Un bon KYC est un prérequis. Mais ce n’est qu’un maillon dans la chaîne de vigilance.

3 – Qui est soumis aux obligations KYC en France ?
Longtemps cantonné aux banques et aux assurances, le KYC s’est imposé bien au-delà du secteur financier. D’année en année, la réglementation s’est renforcée. Le champ des acteurs concernés s’est étendu, sans retour en arrière.
L’article L.561-2 du Code monétaire et financier fixe la liste des entités assujetties. Elle est longue, précise, et ne cesse d’évoluer. Aujourd’hui, sont notamment concernés :
• les établissements de crédit, de paiement et de monnaie électronique,
• les compagnies d’assurance et mutuelles,
• les entreprises d’investissement et sociétés de gestion,
• les intermédiaires en opérations de banque ou en assurance,
• les avocats, notaires, huissiers, commissaires aux comptes,
• les experts-comptables et conseils fiscaux,
• les agents immobiliers, marchands de biens, syndics,
• les opérateurs de jeux, casinos, paris en ligne,
• les plateformes de financement participatif,
• les prestataires de services sur actifs numériques (PSAN)
• les antiquaires, les commissaires-priseurs, les maisons de vente.
● ● ●
# [Consignes]
1. Répondez aux questions suivantes à l'aide de l'extrait sur le KYC.
(a) À quels secteurs le KYC a-t-il longtemps été cantonné ?
(b) Quel article du Code monétaire et financier fixe la liste des entités assujetties ?
(c) Par quel sigle l'extrait désigne-t-il les prestataires de services sur actifs numériques ?
2. Rédigez la suite de l'extrait sur le KYC, en commençant juste après sa dernière ligne.
● ● ●
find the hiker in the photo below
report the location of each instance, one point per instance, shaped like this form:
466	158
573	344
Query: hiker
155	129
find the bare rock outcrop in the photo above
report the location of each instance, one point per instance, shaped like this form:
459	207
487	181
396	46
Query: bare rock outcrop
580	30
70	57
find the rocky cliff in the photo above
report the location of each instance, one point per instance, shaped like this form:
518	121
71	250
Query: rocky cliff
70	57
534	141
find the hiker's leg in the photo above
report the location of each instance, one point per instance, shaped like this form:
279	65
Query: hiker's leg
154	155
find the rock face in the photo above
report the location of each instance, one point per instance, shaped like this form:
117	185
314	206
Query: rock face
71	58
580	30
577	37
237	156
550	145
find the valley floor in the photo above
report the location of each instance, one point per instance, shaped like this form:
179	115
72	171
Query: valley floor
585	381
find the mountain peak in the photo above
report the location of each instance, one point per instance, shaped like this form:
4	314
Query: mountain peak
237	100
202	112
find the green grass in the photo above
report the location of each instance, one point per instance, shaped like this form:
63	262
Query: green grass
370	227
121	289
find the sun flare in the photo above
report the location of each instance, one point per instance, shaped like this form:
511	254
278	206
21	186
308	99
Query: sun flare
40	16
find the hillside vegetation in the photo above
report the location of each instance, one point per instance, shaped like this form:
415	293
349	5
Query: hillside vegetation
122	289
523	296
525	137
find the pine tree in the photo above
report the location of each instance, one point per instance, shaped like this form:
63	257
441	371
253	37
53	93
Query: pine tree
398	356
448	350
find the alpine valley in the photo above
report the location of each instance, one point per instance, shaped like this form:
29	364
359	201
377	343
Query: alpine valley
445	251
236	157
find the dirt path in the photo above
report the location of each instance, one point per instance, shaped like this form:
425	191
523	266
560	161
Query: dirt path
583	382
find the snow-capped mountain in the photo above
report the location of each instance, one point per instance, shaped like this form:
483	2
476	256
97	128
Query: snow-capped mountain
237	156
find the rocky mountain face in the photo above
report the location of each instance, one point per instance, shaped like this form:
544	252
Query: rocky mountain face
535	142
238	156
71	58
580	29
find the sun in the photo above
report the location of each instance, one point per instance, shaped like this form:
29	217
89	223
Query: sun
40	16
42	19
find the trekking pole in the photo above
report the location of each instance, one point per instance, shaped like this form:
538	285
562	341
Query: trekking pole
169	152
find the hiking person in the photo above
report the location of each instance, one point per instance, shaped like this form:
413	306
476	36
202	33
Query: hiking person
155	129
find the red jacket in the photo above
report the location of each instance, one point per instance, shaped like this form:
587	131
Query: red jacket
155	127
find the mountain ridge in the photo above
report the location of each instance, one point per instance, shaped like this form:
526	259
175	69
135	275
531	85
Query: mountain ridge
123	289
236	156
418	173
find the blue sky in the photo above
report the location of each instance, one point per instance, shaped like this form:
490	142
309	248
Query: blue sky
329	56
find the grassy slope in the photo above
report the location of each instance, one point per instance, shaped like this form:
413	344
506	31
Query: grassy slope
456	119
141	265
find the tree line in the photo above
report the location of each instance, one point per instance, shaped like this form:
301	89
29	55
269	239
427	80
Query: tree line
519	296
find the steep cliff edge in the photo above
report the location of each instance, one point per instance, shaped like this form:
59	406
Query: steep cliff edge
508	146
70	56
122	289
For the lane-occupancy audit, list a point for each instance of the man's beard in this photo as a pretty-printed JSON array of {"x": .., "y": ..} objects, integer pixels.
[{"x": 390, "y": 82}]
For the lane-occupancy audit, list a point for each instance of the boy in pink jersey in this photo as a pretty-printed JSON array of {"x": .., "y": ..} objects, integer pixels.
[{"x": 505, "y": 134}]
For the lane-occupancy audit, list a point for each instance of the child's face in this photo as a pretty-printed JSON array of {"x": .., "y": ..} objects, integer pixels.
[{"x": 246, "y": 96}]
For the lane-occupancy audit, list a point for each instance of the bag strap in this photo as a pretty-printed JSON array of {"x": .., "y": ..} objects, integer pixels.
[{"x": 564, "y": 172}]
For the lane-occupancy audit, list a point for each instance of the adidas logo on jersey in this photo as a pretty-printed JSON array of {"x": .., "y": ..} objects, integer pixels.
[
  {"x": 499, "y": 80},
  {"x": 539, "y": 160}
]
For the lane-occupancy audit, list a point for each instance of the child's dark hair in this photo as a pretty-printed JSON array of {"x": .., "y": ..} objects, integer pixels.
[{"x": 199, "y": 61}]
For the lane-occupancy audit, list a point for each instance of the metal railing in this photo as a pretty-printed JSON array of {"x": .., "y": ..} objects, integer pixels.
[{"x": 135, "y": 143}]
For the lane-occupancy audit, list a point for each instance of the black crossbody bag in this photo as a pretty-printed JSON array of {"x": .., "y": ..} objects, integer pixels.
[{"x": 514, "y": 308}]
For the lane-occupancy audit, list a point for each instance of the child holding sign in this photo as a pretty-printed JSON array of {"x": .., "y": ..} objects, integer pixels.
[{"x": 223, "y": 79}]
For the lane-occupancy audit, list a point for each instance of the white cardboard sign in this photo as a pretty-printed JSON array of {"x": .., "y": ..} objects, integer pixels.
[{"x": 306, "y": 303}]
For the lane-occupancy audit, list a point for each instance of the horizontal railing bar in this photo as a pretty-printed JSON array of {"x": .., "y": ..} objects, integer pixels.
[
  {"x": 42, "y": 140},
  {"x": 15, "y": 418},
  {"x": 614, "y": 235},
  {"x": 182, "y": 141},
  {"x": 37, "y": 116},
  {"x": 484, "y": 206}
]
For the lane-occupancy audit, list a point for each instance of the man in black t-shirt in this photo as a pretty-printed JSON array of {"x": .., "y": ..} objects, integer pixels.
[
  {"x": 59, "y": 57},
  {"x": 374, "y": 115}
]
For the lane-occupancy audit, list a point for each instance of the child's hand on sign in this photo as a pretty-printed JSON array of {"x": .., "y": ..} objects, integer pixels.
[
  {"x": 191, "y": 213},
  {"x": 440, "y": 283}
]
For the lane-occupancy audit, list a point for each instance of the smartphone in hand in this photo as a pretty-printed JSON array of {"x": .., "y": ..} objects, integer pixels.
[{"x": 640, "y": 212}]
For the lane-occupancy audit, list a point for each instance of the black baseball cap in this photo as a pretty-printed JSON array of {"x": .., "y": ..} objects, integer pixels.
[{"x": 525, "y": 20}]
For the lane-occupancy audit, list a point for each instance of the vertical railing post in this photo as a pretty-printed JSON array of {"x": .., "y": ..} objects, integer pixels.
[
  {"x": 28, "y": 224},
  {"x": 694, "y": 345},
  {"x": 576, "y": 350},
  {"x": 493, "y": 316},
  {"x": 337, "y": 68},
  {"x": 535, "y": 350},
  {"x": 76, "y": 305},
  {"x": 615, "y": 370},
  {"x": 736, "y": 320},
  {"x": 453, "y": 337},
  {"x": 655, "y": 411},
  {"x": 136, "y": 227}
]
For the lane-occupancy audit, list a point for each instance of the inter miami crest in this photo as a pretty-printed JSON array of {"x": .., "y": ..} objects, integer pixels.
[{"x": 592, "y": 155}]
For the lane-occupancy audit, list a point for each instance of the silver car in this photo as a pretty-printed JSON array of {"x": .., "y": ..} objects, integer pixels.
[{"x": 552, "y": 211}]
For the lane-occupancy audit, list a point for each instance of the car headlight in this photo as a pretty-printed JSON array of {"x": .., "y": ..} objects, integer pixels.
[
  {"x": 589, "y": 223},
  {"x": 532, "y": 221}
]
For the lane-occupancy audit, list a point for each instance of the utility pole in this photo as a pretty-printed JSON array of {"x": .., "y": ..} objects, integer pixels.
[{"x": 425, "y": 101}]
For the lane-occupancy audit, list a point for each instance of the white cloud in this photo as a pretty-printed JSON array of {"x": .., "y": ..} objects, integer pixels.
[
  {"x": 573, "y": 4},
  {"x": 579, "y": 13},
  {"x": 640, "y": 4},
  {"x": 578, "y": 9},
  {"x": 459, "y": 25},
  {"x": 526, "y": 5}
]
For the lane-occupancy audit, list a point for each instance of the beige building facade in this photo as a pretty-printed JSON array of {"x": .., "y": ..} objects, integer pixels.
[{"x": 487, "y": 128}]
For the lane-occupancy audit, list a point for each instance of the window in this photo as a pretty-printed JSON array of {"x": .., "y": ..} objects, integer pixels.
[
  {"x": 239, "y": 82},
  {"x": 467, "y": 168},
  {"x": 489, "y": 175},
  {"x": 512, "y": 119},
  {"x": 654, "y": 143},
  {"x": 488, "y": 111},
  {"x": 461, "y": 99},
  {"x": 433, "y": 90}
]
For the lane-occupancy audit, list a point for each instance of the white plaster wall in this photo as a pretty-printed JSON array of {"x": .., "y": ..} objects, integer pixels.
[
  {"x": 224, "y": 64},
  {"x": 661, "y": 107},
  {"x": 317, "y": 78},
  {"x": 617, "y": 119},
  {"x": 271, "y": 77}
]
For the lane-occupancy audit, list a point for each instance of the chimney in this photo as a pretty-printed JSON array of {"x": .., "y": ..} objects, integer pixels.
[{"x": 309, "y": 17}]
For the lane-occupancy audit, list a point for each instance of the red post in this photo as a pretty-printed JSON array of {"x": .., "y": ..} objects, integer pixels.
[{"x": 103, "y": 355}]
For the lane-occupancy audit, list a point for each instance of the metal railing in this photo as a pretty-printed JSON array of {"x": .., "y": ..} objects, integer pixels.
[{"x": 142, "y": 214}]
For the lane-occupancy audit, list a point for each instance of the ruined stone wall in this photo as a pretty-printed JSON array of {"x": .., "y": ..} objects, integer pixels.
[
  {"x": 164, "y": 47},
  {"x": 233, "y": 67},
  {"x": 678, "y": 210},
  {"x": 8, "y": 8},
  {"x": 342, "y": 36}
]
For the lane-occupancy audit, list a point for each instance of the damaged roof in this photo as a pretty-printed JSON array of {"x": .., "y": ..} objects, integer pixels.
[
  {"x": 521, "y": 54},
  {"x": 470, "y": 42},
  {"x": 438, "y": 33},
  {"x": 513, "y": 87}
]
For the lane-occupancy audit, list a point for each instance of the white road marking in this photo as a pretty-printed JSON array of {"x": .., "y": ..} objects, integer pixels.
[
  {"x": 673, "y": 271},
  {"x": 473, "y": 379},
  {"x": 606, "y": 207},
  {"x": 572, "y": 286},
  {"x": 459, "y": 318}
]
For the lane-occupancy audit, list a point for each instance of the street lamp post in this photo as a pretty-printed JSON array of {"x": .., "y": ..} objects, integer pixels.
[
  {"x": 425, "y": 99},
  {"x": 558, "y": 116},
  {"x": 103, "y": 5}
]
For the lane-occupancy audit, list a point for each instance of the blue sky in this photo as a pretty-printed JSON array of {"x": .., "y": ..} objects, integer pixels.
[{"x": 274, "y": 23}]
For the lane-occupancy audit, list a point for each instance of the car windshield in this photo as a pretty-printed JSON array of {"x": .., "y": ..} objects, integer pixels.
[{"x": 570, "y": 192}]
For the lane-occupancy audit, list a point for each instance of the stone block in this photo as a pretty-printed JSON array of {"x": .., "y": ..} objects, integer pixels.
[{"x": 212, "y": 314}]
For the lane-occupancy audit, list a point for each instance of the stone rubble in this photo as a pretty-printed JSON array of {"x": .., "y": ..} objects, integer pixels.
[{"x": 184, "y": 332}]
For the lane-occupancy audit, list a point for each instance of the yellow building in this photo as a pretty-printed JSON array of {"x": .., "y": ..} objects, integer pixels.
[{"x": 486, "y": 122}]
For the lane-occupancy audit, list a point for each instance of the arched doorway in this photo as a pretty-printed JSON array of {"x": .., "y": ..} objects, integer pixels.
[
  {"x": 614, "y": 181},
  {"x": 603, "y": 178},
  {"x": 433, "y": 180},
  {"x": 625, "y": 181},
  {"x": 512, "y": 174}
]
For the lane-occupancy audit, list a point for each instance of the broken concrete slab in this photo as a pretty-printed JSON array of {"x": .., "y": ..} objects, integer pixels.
● ● ●
# [Réponses]
1.
(a) Aux banques et aux assurances.
(b) L'article L.561-2.
(c) PSAN.

2.
La liste complète est accessible ici.

4 – Les 4 composantes du KYC
Le KYC dépasse largement la simple collecte de justificatifs. C’est un dispositif structuré, articulé autour de quatre composantes indissociables : établir la relation d’affaires, identifier les parties, évaluer le risque, et surveiller dans le temps.
Chaque composante joue un rôle précis. Leur maîtrise conditionne la robustesse de l’ensemble.
4a – Établir la relation d’affaires
Toute obligation KYC repose sur l’existence d’une relation d’affaires. C’est le point de départ. Elle se caractérise par un lien stable, contractuel ou implicite, entre un client (personne physique ou morale) et une entité assujettie.
Mais il ne suffit pas d’identifier l’entité contractante. Il faut aussi qualifier tous les intervenants de la
relation :
• les représentants légaux,
• les bénéficiaires effectifs,
• les tiers impliqués dans l’exécution ou la structuration des opérations.
L’analyse doit être globale. C’est elle qui permettra ensuite de déterminer la nature des obligations de vigilance à appliquer.
4b – L’identification et la vérification de l’identité
C’est la première brique opérationnelle.
Identifier un client, ce n’est pas recopier une fiche signalétique. C’est vérifier, documenter, archiver.
Pour une personne physique, cela implique :
• la collecte des données de base (nom, date et lieu de naissance, nationalité),
• la vérification des pièces justificatives (CNI, passeport, justificatif de domicile),
• la conservation de ces éléments, dans des conditions qui garantissent leur intégrité et leur accessibilité.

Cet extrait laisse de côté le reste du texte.